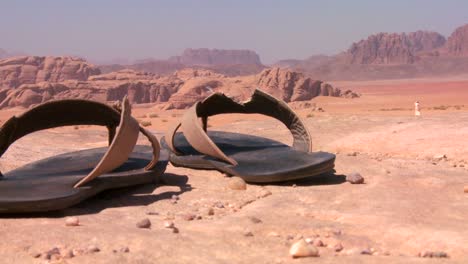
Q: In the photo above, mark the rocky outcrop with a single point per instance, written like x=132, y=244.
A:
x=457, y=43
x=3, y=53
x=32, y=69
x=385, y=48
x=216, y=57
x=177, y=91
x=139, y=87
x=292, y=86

────────────────────

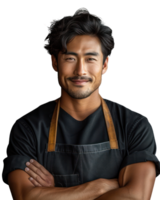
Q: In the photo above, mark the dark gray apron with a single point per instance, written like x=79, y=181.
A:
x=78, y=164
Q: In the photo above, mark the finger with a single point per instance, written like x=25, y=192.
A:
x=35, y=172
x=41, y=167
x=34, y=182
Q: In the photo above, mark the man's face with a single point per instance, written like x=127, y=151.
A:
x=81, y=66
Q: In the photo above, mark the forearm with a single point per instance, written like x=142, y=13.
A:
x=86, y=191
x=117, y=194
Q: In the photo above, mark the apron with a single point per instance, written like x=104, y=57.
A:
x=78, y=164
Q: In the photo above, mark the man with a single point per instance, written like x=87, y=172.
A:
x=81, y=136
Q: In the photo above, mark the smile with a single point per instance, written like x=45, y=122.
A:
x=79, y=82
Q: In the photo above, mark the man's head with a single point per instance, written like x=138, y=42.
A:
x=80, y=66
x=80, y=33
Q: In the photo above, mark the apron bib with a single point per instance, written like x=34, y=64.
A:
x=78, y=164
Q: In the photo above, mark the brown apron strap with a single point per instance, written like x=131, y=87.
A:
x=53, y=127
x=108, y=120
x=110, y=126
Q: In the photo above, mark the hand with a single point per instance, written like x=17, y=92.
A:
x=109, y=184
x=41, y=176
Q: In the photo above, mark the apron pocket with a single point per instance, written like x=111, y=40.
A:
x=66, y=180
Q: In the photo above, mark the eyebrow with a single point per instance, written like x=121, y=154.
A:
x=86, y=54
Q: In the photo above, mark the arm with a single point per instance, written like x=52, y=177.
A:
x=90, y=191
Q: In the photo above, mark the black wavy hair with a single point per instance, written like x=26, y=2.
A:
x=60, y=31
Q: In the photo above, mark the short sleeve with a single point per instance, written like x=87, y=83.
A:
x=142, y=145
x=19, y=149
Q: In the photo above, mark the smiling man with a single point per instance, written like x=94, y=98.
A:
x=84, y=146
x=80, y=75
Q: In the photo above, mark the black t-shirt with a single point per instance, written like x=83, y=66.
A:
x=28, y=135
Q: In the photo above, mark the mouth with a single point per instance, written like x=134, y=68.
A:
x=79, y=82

────────────────────

• Work request:
Return every line above where "apron" appears.

• Written answer:
Q: In the photo above, mark the dark gray apron with a single point per instance, written like x=79, y=181.
Q: In the photo above, mark the apron with a single point per instance, written like x=104, y=57.
Q: In the photo above, mark the apron bib with a single point per instance, written like x=34, y=64.
Q: In the photo above, mark the brown apron strap with a single point per instance, written like x=131, y=87.
Q: In the photo above, mark the apron pocket with a single point per instance, written like x=111, y=40.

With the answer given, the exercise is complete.